# Excerpt
····················

The ongoing conflict between Russia and Ukraine, and the sanctions imposed by the various jurisdictions, counter sanctions and other legal and regulatory measures, as well as responses by our service providers, partners, suppliers and other counterparties, and the consequences of all the foregoing, have negatively impacted and will continue to negatively impact our operations and results in Russia and Ukraine, and may affect our operations and results in the other countries in which we operate.
The conflict has resulted in the following events and conditions that may cast significant doubt on the Company’s ability to continue as a going concern:
•The current events in the regions where we operate in Ukraine and where we derive a significant amount of our business may pose security risks to our people, our facilities, our operations, and infrastructure, such as utilities and network services, and the disruption of any or all of them could significantly affect our business, financial conditions and results of operations in Ukraine, and cause volatility in the value of our securities. The conflict has also had a marked impact on the economies of Russia and Ukraine. Currently, a significant majority of Ukraine’s network infrastructure is operating effectively and disruptions in service are limited to specific areas where the conflict is most intense.

····················

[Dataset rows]
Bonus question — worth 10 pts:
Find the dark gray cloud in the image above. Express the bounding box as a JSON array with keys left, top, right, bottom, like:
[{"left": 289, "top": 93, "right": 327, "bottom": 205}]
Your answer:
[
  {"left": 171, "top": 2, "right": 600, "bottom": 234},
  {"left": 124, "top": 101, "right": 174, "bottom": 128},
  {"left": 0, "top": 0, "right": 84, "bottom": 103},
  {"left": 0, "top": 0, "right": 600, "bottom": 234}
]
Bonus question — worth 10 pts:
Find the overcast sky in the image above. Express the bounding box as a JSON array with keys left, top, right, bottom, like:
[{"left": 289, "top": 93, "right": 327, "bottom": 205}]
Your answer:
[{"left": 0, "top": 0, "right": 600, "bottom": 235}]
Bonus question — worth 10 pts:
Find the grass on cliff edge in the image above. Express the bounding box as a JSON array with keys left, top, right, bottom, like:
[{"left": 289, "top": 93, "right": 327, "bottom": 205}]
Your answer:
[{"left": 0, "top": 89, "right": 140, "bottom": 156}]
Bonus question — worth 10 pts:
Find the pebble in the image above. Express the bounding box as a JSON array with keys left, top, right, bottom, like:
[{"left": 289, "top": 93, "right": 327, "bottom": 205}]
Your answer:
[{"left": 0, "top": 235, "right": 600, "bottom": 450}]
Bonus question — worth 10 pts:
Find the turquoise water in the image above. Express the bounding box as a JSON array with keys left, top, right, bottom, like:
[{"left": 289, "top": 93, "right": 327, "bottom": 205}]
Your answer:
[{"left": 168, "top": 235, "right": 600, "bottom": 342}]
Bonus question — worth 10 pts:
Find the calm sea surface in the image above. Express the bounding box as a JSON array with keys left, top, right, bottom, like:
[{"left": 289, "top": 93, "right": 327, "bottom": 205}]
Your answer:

····················

# Tasks to carry out
A. Return the passage from the excerpt on the Russia–Ukraine conflict that begins at the words "The ongoing conflict" and stops after "which we operate.".
B. Answer these questions using the excerpt on the Russia–Ukraine conflict:
(i) Besides Russia and Ukraine, where may the company's operations and results be affected?
(ii) What may the events and conditions caused by the conflict cast significant doubt on?
(iii) To what are disruptions in service currently limited?

# Results for each task
A.
The ongoing conflict between Russia and Ukraine, and the sanctions imposed by the various jurisdictions, counter sanctions and other legal and regulatory measures, as well as responses by our service providers, partners, suppliers and other counterparties, and the consequences of all the foregoing, have negatively impacted and will continue to negatively impact our operations and results in Russia and Ukraine, and may affect our operations and results in the other countries in which we operate.

B.
(i) In the other countries in which the company operates.
(ii) The Company's ability to continue as a going concern.
(iii) To specific areas where the conflict is most intense.